## Goal:
Reproduce every record below word for word, omitting the pictures.

Start Records supplied

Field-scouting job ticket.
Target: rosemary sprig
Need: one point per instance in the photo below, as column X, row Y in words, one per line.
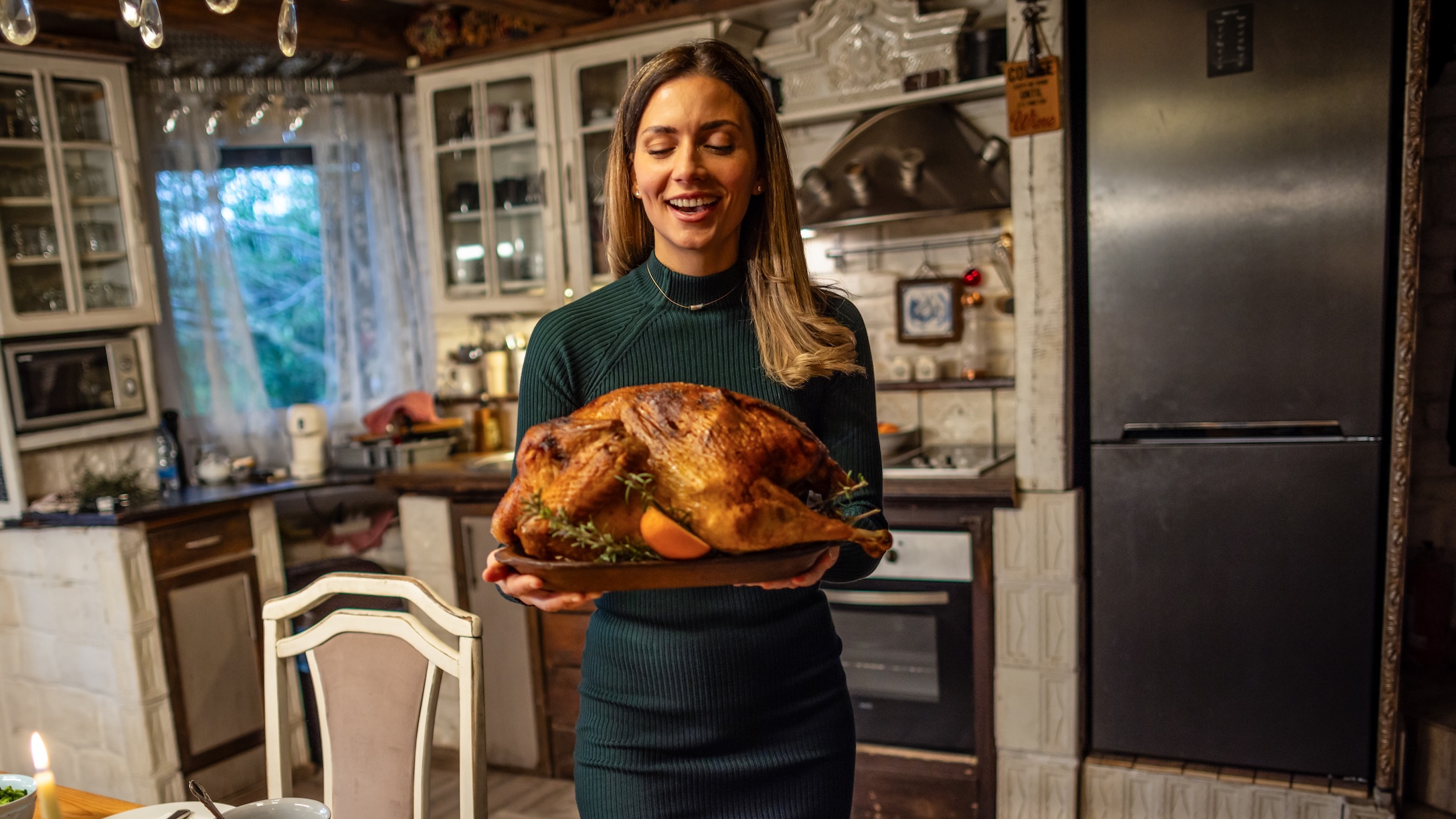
column 642, row 484
column 608, row 547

End Records supplied

## Solved exercise:
Field-scouting job ticket.
Target: rosemary sprig
Need: one point per instance in the photo below, as column X, row Y in words, one per line.
column 642, row 484
column 608, row 547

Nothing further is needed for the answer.